▶ **CONSIGNE**: Réécrivez le passage de l’entretien sur la direction d’orchestre qui commence aux mots « ALONDRA : Sans » et s’arrête après « y parvenez-vous ? ». Remplacez-y « cohésion » par « solidarité ».

▶ **EXTRAIT DE PAGE**:
Pour vous, quel est le plus grand défi dans votre travail ?
ALONDRA : Sans doute de réussir à créer une compréhension commune de la musique et une cohésion de l’orchestre. Ma mission est de créer une unité. De faire en sorte que les musiciens interprètent la composition de la même façon, pour que l’orchestre joue à l’unisson.
Et comment y parvenez-vous ?
ALONDRA : J’essaie de motiver chacun à donner le meilleur de lui-même, et en même temps, je dois renforcer la cohésion. Pour moi, le temps est un facteur important, je dois donc également coordonner et définir des priorités. De plus, je communique avec le public, et je défends parfois l’orchestre. En tant que chef d’orchestre, on porte souvent des casquettes différentes et on joue des rôles différents.
On dirait qu’il s’agit d’un métier qui demande beaucoup d’expérience...
ALONDRA : De fait. Voilà pourquoi les chefs d’orchestre ne deviennent très bons qu’au fil du temps. Dans ce métier, il faut d’abord grandir pour arriver à la hauteur de ses exigences.
Vous avez maintenant 38 ans. Quand avez-vous su que vous vouliez diriger un orchestre ?
ALONDRA : Très tôt. Je viens d’une famille très artistique et musicale. À 13 ans déjà, j’écoutais Chostakovitch, Stravinsky et Bartók comme une possédée. C’est ainsi qu’est né mon amour pour la musique symphonique. Comme j’ai une très bonne oreille musicale, mon père m’a demandé un jour si je ne voulais pas diriger un orchestre. À l’époque, j’ai trouvé l’idée complètement dingue, mais aussi excitante.
Les musiciens colorent un morceau de musique de leur personnalité. Comment créez-vous cette unité à laquelle vous aspirez ?
ALONDRA : En tant que chef d’orchestre, il faut décider de la façon dont un morceau sera joué. On crée une sorte d’architecture, on se demande comment le morceau se construit d’un point de vue musical. On partage ensuite cette idée avec les musiciens et on veille à ce qu’elle soit appliquée.
Et que se passe-t-il si les joueurs ne sont pas à l’unisson ?
ALONDRA : La communication joue alors un rôle essentiel. Pour moi, il est important – et beaucoup de chefs d’orchestre ont vu les choses différemment pendant longtemps – de communiquer dans les deux sens. L’idée n’est pas que tout le monde me suive. L’objectif est plutôt de donner l’impulsion qui permettra d’obtenir cette harmonie. Pour moi, il est crucial que la confiance s’installe. Je suis persuadée qu’ils font de leur mieux, et à l’inverse, ils doivent me faire confiance pour que je prenne les meilleures décisions possibles sans tout contrôler. Il s’agit toujours d’une danse entre direction et dialogue.

▶ **DONNÉES FOURNIES**:
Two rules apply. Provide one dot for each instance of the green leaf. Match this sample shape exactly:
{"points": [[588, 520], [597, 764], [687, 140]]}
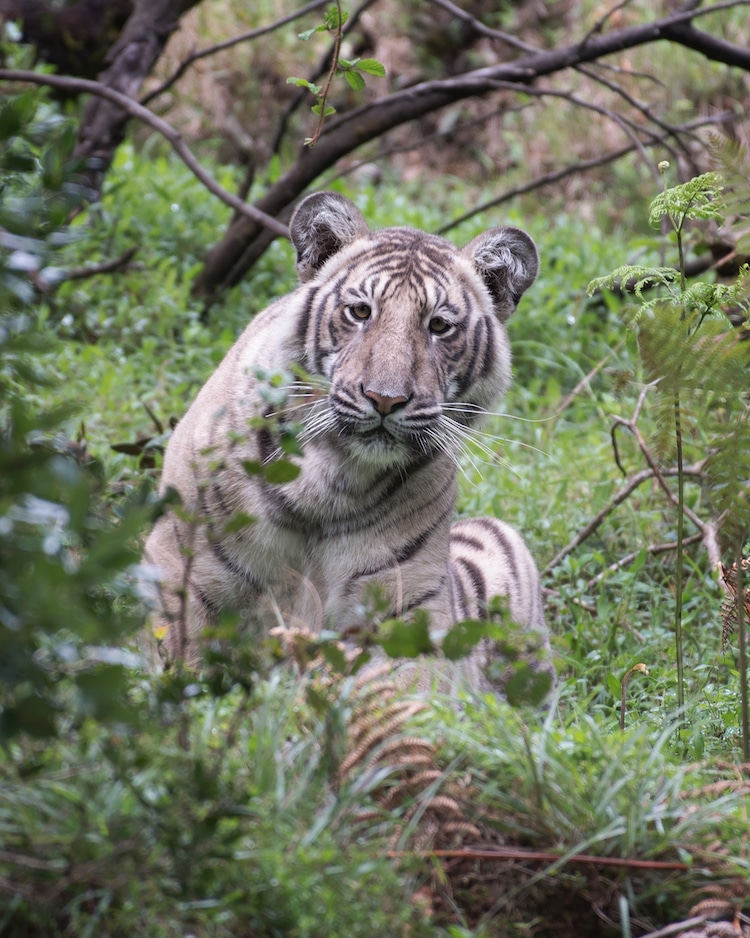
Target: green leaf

▶ **RÉPONSE**:
ALONDRA : Sans doute de réussir à créer une compréhension commune de la musique et une solidarité de l’orchestre. Ma mission est de créer une unité. De faire en sorte que les musiciens interprètent la composition de la même façon, pour que l’orchestre joue à l’unisson.
Et comment y parvenez-vous ?